Reading text:

Back by popular demand!  False Creek Watershed Society has partnered with Village Vancouver to offer a series of “Earth Walks”.

We live in the city of Vancouver with almost a million other residents. We are blessed to be surrounded by mountains, forests, oceans and rivers. But how well do we know about nature in our own backyard? The Earth and the natural world are present everywhere – from the arboretum of Queen Elizabeth Park to the buildings of downtown Vancouver to our last wild salmon stream to the farm flats of Southlands and even as nature applies to human economic theory!

The leaders are amazingly knowledgeable in their specialty – so come along to listen to their words, connect with the land and ask lots of questions!

Register for all the events at

Poster Earthwalks 2013A

1) “Rocks, Reservoirs and Rainforest: a Historical Walk Around Little Mountain” with Celia Brauer

Sunday June 30 10:30 – 12:30

Queen Elizabeth Park is a jewel of green in the middle of our city. In the 1950s some visionary people at the Vancouver Parks Board planted a beautiful arboretum and we can appreciate their foresight today. There are many water features in the park, some rock outcrops, lots of unique plant and tree specimens and some very tall older conifers. We will discuss the human history of the area before and after settlement.

Rain or shine. Please wear footwear for possible slippery surfaces.

Celia Brauer is an Artist, an Educator and the founder and Staff of the False Creek Watershed Society (FCWS). She has organized community walks for FCWS for years and is very knowledgeable about the natural and First Nations history of Vancouver.

Register here for “Earthwalks1 – LittleMountain”


2) “St George Rainway & Street Walking Tour” with Greta Borick-Cunningham

Saturday July 6, 1:00 PM -3:00 PM

Greta will walk north from there along St. George’s to describe where the creek went and what the plans are for the daylighting; bringing the creek back to life.

Task details:
Answer these from the Earth Walks announcement:
(a) Which group has False Creek Watershed Society partnered with to offer the walks?
(b) In what decade was the arboretum in Queen Elizabeth Park planted?
(c) On what day and at what time is the St George Rainway & Street Walking Tour held?

Supplied entries:
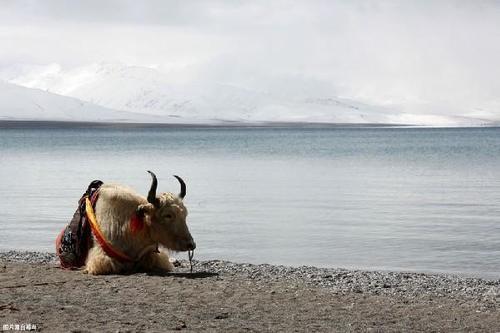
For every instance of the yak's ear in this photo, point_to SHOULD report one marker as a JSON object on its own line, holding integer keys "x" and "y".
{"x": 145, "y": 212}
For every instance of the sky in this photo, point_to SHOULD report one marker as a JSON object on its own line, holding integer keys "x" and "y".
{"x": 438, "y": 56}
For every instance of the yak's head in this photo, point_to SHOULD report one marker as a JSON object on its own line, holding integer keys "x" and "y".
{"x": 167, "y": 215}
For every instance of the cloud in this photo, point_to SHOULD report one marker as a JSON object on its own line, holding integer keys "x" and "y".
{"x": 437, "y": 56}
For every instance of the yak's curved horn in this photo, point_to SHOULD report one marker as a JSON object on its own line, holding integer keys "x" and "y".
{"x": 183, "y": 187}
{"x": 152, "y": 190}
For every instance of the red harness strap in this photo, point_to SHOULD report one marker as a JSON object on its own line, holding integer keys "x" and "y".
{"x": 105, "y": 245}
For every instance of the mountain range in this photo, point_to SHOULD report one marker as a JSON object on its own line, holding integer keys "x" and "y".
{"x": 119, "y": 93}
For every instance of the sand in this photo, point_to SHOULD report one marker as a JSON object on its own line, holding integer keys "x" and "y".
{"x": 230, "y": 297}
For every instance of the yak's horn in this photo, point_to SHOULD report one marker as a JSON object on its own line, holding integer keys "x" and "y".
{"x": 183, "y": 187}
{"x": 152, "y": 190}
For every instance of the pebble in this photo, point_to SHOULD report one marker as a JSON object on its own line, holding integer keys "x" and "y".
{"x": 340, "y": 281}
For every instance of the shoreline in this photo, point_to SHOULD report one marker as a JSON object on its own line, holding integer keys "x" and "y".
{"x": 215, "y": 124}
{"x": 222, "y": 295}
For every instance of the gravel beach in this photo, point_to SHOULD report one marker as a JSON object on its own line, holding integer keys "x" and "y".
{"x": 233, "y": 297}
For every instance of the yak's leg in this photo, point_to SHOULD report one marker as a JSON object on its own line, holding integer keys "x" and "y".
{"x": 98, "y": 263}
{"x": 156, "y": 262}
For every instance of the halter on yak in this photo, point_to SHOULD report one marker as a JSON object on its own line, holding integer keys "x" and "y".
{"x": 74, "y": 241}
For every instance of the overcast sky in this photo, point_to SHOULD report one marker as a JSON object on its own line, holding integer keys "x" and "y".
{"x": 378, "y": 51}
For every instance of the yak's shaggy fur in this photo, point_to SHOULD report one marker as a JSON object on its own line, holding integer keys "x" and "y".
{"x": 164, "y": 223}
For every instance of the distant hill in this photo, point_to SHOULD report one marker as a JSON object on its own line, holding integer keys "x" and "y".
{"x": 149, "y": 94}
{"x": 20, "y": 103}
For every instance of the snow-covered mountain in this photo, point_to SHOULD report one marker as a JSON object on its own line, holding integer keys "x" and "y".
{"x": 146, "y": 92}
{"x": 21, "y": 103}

---

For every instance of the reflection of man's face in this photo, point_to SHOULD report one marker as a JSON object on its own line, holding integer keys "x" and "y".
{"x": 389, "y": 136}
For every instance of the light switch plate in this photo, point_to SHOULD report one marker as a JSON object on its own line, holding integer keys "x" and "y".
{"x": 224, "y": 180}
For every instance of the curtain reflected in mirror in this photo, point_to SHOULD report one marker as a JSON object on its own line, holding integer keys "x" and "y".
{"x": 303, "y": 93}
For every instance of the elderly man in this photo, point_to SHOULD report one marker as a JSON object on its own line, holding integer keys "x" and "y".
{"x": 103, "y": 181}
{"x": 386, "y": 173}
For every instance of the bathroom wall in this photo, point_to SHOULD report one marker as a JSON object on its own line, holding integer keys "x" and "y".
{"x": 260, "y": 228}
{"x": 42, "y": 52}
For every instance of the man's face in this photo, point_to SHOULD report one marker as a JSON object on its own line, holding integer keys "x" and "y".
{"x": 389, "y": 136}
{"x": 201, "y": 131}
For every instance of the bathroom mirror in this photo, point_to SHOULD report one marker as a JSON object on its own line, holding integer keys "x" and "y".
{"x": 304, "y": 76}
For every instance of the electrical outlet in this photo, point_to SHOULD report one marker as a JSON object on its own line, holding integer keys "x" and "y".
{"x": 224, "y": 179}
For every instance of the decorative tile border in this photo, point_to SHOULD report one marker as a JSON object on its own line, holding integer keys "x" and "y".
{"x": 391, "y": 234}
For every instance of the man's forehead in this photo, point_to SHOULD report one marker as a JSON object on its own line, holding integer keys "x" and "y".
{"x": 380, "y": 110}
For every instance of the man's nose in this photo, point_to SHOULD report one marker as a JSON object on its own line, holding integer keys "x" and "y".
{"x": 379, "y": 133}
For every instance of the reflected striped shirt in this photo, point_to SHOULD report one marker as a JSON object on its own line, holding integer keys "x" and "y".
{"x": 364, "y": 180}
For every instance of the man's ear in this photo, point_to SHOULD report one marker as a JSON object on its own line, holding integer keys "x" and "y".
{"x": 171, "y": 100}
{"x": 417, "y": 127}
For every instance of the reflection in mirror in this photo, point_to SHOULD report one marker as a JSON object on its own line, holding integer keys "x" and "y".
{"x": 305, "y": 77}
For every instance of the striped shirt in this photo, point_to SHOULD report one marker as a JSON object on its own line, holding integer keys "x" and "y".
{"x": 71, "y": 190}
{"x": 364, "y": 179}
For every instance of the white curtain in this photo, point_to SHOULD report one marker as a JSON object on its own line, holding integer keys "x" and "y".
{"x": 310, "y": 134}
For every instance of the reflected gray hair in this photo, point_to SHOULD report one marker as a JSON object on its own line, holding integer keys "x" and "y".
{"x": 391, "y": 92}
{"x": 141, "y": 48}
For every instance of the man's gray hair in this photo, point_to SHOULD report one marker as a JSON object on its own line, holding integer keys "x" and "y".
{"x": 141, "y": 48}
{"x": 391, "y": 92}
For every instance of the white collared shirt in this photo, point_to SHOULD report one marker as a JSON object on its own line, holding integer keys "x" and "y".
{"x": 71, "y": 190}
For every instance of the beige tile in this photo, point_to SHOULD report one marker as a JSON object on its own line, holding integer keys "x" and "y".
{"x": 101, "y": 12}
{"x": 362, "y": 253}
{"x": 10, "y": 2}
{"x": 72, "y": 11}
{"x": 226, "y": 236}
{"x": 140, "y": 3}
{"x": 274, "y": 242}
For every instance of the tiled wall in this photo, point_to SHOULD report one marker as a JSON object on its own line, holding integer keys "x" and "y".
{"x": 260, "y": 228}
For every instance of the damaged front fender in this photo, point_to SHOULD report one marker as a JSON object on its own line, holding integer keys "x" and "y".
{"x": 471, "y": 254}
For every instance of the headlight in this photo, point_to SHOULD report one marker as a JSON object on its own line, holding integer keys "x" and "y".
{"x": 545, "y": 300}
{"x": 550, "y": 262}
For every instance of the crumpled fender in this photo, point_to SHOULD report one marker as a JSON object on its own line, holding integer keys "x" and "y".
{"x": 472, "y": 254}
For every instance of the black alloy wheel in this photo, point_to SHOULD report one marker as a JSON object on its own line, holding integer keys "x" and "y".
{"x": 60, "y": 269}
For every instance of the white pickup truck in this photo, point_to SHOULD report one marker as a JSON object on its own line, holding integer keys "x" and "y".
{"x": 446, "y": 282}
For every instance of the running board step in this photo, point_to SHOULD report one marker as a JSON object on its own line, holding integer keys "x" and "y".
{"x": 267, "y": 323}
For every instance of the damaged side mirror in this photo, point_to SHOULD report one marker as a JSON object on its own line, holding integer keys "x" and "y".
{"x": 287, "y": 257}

Final answer:
(a) Village Vancouver
(b) The 1950s
(c) Saturday, July 6, from 1:00 PM to 3:00 PM